- **Prompt**
Please filter the entries for the word "below" and copy every line that has it.

- **Data for review**
____________
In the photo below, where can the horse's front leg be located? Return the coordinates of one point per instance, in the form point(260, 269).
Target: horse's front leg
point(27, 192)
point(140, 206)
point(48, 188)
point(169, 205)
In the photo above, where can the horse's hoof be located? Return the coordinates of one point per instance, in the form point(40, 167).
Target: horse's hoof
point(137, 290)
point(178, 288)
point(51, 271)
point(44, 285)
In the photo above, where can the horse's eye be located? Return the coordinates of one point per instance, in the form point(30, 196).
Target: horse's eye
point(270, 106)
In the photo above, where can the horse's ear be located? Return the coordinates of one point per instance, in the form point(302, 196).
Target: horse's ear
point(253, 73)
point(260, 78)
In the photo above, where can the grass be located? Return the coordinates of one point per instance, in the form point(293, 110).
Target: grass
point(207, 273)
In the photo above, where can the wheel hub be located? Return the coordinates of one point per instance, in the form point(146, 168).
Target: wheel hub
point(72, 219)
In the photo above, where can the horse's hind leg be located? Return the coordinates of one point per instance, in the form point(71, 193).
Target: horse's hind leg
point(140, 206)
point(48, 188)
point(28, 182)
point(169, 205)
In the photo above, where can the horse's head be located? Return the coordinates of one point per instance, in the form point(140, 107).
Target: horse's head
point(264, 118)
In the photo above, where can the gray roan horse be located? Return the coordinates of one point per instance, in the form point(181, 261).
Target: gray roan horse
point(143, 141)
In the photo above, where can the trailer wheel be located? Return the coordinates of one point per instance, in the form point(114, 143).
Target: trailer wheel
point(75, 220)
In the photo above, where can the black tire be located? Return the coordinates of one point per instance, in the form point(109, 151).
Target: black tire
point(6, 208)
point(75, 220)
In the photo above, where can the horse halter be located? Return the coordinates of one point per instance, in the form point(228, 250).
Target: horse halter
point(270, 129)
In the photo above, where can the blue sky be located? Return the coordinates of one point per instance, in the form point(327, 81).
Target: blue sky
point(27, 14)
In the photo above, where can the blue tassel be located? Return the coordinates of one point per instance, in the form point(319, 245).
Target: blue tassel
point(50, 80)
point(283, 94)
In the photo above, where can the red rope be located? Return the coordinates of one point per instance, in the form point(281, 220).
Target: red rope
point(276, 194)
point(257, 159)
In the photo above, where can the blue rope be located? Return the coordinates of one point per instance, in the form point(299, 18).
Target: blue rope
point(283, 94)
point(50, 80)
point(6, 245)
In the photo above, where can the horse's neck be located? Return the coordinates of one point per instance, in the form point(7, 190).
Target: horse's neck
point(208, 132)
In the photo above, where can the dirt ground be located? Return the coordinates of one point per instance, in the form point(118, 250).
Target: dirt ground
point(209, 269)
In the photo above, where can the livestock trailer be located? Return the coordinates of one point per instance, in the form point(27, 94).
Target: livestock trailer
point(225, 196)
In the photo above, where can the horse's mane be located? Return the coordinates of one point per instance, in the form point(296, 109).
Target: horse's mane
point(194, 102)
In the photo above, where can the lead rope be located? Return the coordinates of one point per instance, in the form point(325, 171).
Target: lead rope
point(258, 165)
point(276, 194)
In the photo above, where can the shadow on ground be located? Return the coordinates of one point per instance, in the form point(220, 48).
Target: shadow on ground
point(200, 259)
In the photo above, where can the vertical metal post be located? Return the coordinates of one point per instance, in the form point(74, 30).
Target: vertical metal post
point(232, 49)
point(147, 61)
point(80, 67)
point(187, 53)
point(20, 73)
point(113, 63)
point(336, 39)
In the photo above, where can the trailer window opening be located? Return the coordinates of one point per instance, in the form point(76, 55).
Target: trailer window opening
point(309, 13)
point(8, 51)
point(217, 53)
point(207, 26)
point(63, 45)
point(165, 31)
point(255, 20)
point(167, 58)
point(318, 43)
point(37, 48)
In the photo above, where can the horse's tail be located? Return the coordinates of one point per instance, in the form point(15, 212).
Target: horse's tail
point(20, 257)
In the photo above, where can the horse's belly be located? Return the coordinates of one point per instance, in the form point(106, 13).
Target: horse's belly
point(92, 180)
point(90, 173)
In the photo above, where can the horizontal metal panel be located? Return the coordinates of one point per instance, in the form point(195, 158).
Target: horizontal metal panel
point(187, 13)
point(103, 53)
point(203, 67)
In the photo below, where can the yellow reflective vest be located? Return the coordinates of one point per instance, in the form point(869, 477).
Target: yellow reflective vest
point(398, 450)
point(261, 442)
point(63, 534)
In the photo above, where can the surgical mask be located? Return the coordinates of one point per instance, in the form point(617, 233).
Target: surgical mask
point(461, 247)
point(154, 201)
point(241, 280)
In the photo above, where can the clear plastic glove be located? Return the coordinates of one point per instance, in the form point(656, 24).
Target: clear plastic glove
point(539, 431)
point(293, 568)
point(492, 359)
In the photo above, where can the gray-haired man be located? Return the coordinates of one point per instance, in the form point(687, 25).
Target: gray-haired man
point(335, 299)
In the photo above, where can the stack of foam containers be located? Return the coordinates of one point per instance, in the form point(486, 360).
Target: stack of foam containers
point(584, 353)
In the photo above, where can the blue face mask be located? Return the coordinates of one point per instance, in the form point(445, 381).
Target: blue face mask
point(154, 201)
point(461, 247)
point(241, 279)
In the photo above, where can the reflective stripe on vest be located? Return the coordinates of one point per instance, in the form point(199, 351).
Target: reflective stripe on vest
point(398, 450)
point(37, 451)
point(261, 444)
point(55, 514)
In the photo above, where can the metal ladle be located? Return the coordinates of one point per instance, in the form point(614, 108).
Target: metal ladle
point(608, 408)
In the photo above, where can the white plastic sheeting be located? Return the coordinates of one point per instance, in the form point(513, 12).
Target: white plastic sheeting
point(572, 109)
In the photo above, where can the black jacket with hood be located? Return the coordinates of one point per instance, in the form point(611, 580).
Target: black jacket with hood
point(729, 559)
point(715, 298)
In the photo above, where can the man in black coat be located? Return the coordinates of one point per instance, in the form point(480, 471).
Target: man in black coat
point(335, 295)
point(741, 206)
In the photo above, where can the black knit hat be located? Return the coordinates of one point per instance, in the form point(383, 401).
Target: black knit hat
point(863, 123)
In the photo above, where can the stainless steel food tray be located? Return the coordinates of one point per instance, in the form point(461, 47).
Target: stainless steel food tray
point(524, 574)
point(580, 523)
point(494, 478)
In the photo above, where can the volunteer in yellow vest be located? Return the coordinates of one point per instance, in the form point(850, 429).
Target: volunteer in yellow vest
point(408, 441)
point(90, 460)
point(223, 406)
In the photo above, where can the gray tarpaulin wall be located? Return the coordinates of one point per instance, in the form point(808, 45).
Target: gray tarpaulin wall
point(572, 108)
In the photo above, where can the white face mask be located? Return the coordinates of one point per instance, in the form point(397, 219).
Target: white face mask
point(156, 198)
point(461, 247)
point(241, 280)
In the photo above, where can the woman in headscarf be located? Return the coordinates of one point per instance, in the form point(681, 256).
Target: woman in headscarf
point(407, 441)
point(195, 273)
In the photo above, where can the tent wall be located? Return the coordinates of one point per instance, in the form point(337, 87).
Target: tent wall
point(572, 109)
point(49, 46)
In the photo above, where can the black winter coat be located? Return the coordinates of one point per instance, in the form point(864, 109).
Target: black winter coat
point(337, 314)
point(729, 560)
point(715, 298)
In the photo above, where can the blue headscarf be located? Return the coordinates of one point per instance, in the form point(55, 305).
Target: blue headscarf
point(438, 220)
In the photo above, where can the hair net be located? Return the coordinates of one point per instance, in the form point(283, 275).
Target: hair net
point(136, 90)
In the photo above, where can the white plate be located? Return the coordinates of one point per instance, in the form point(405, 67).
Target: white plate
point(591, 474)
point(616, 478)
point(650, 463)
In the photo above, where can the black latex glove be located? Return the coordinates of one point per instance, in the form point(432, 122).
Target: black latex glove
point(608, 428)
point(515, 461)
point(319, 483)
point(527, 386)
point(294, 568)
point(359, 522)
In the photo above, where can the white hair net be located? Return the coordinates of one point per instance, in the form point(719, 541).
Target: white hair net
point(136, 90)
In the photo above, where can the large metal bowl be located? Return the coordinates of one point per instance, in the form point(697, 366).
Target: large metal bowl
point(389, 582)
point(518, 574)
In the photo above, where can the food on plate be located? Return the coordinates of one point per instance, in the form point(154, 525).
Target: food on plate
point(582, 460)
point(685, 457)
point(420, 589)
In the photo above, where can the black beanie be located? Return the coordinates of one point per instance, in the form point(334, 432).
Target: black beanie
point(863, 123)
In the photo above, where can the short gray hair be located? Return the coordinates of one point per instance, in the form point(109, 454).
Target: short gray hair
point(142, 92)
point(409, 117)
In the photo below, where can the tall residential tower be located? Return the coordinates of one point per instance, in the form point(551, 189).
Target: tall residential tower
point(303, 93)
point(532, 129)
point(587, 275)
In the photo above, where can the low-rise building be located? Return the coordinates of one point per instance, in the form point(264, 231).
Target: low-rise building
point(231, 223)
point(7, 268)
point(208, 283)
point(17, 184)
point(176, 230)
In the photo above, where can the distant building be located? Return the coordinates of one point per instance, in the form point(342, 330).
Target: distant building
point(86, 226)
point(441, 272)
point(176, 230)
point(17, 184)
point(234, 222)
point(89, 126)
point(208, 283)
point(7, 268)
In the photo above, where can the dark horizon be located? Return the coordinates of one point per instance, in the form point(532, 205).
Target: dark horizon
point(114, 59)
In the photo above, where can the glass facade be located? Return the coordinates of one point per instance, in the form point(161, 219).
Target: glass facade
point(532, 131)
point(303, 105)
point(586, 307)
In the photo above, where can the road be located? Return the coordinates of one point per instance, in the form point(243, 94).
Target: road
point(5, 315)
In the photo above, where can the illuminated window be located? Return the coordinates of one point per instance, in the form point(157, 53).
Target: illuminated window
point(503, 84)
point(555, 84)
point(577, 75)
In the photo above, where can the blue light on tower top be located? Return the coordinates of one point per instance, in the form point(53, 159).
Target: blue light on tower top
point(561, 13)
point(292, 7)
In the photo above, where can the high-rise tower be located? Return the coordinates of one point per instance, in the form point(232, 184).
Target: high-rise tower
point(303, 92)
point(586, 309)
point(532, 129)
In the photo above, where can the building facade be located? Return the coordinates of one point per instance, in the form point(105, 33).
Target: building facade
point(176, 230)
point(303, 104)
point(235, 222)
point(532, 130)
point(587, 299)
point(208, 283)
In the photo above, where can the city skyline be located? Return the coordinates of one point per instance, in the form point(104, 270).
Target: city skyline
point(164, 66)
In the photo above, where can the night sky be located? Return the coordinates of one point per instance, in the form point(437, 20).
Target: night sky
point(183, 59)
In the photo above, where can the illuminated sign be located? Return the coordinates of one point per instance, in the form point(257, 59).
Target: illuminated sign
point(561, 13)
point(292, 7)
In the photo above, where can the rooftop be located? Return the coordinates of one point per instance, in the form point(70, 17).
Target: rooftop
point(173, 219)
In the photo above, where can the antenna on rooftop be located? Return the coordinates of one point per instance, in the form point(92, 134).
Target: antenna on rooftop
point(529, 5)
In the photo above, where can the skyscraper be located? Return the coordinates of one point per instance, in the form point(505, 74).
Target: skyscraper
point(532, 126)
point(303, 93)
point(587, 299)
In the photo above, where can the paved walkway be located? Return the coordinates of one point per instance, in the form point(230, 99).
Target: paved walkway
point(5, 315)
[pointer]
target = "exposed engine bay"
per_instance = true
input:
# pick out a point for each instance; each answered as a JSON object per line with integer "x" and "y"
____________
- **Result for this exercise**
In the photo below, where can the horse's front leg be located? Return the coordinates of one point per instance, in the form point(260, 269).
In the photo below, where can the yellow reflective vest be located? Return the coordinates of one point per instance, in the form point(869, 477).
In the photo below, where can the tall residential tower be located? Return the coordinates of one point per instance, in the form point(551, 189).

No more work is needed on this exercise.